Скандинавская выставка открылась 11 октября 1897 г. в Императорском Обществе поощрения художеств на Большой Морской улице в присутствии Цорна; он был приглашен в качестве личного гостя Дягилева и жил у него. Было выставлено около трехсот произведений 74 авторов. Картины Цорна занимали почти десятую часть выставки. Его творчество было представлено восемью наиболее известными полотнами (в частности, «Танец на Ивана Купалу», «Тост в Идуне» и «Автопортрет с моделью») и пятнадцатью гравюрами, между тем как Бруно Лильефорс выставил семь своих работ. Среди финляндцев выделялись Эдельфельт и Галлен-Каллела, среди норвежцев — Таулов и Вереншёльд, среди датчан — Хаммерсхой.

Произведения Цорна получили восторженные рецензии, в том числе от известного искусствоведа и критика Игоря Грабаря.

«Мы здесь гуляем с утра до вечера», — писал Цорн домой жене. И на самом деле, в Петербурге художник по плотному графику ел и пил. Апогеем явился «банкет Цорна» с участием 75 гостей в ресторане «Донон» на Мойке — одном из самых фешенебельных заведений города. Среди гостей выделялись Александр Бенуа, Константин Коровин и Валентин Серов, а также Альберт Эдельфельт и меценат Савва Мамонтов (чей портрет Цорн написал годом раньше в Париже). Руководивший пиршеством Илья Репин произнес тост в честь Цорна, которого назвал «великим мастером и виртуозом». В качестве подарка он преподнес шведу ресторанное меню этого вечера, собственноручно раскрашенное акварелью.

Цорн, по собственному выражению, «составлял речи, одну глупее другой», но пришедший на помощь Эдельфельт смастерил на французском языке речь, которая «годилась для русских условий».

После того как прозвучали и прочие речи, началось «ужасное целование в щеки» — обычай, который Цорн счел «черт знает до чего неприятным». Проведя несколько дней в Москве, где состоялось не менее грандиозное торжество, он вернулся домой. На вопрос, почему он столь поспешно покинул Россию, художник застенчиво сослался именно на неизбежные поцелуи в щеку: «Меня целовали все мужчины, но ни одной женщины».

Предполагалось, что за время пребывания в России Цорн напишет несколько портретов, в частности княгини Тенишевой, знаменитой покровительницы искусств, и самого императора. Но художник страдал головной болью, и планы не осуществились. «Я попытался писать портрет княгини, и дело шло замечательно, однако не решился продолжить его из-за головной боли, — писал он жене. — Боль появляется через десять минут после начала работы». В своих «Автобиографических записках» художник намекал, что в княгине, явной лесбиянке, было нечто отталкивающее: «Таких людей я вообще не пишу, и пришлось отговориться болезнью…» В сексуальной ли ориентации княгини заключалась главная причина или в головной боли — трудно сказать, однако выпитое во время банкета шампанское вполне могло испортить Цорну настроение…

Хотя художнику не удалось ничего сделать во время пребывания в России, он все же считал его очень успешным.

В последнем письме домой перед отъездом он отмечал: «Все было удачно — большего триумфа я никогда не переживал».

* Предоставленные записи:

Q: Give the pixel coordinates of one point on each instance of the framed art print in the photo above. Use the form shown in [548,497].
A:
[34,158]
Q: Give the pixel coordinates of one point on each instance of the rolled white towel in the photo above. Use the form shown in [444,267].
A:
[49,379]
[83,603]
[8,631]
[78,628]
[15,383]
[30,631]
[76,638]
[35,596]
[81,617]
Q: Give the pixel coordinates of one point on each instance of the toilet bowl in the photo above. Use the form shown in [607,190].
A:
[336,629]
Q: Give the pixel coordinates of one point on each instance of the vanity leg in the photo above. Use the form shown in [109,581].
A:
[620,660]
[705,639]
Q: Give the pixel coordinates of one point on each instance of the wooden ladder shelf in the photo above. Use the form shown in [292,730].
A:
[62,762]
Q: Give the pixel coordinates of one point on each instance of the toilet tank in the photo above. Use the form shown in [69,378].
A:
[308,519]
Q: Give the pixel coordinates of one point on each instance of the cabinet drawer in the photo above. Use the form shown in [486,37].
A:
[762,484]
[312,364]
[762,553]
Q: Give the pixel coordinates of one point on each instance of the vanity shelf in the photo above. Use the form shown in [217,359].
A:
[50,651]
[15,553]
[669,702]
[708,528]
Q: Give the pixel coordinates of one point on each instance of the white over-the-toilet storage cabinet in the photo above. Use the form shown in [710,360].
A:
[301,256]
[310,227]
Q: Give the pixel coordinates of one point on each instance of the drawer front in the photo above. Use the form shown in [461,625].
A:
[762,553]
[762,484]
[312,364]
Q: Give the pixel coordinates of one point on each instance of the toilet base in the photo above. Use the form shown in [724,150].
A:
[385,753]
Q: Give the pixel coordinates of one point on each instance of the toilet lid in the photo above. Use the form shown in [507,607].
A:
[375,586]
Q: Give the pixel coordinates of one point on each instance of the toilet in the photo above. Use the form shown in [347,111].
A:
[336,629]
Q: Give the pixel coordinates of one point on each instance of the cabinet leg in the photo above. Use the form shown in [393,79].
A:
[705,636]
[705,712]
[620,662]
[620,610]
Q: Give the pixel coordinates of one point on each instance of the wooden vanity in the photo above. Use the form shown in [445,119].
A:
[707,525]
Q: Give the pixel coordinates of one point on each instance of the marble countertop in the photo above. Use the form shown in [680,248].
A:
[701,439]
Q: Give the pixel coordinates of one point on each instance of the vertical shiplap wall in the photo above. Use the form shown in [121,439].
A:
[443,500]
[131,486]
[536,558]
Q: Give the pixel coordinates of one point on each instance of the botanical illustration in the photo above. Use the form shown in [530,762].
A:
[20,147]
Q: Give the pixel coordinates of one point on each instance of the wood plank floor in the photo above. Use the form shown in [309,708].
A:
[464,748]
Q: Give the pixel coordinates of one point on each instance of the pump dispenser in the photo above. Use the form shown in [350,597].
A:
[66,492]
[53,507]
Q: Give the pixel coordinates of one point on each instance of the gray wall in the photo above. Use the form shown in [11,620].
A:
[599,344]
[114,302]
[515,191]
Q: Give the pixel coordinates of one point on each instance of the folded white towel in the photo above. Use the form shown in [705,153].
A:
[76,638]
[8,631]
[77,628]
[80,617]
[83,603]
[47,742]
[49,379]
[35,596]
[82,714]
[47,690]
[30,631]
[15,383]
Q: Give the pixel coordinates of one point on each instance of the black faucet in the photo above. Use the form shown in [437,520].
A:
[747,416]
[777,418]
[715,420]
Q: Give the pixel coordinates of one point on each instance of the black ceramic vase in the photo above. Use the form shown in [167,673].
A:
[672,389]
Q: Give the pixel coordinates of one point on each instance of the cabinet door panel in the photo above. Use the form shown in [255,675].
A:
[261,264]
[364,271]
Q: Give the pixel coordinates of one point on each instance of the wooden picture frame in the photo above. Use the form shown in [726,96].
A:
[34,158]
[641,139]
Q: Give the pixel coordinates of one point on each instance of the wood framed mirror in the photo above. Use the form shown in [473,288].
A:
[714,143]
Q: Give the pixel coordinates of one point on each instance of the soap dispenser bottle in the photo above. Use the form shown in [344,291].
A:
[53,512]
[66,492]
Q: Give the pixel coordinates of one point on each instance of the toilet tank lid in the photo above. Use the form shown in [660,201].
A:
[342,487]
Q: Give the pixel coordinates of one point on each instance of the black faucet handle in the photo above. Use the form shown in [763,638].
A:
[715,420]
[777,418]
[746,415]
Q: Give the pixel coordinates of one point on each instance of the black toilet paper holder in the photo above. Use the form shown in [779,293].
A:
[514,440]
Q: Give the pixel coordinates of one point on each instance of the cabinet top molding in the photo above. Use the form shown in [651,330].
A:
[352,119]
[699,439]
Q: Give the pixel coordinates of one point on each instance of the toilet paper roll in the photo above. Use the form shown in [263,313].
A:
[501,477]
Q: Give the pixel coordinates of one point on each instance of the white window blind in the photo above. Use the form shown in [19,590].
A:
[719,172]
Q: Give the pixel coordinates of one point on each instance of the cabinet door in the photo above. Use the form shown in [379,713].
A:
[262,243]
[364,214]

* Обязательные задания:
**1)** Назовите всех, кто в тексте о поездке Цорна в Россию перечислен среди гостей, выделявшихся на «банкете Цорна».
**2)** Ответьте по тексту о поездке Цорна в Россию:
(a) Когда открылась Скандинавская выставка?
(b) Сколько гостей участвовало в «банкете Цорна»?
(c) Что Илья Репин преподнес Цорну в подарок?
**3)** Продолжите текст о поездке Цорна в Россию с места, где он обрывается.

* Письменные ответы:
**1)** Александр Бенуа, Константин Коровин, Валентин Серов, Альберт Эдельфельт, Савва Мамонтов.

**2)**
(a) 11 октября 1897 г.
(b) 75 гостей.
(c) Ресторанное меню этого вечера, собственноручно раскрашенное акварелью.

**3)**
Визиты знаменитостей. Доктор Лагерлёф гостит у доктора Нобеля

Несмотря на то что на рубеже веков шведская литература была в России очень популярна, литературных соответствий Рослину, Патерсену, Лидвалю или Иогансо-ну по естественным причинам не было: писателю сменить страну — то есть язык — не так легко.

Имя, часто упоминающееся в связи с Петербургом, — это поэтесса Эдит Сёдергран, родившаяся здесь в 1892 г. Она была крещена пастором Каянусом, но отвезена в Райволу (Рощино) в двухмесячном возрасте. В 1903–1908 гг. она посещала классы для девочек в Петришуле, однако уехала из города до того, как стала профессиональной писательницей, и никогда не занималась в России какой-либо литературной деятельностью. Вопрос о ее связях с Россией — это главным образом вопрос о значении для ее творчества русской поэзии и прежде всего символизма. Эта тема выходит за рамки настоящей книги, тем более что она уже изучалась несколькими исследователями.

Однако же был писатель, оказавший глубокое влияние и на русскую читающую публику, и на живших в России шведов. Это Сельма Лагерлёф, которая после присуждения ей в 1909 г. Нобелевской премии по литературе стала весьма популярным гостем и лектором; зимой 1912 г. она с недельным визитом побывала в Петербурге и Москве.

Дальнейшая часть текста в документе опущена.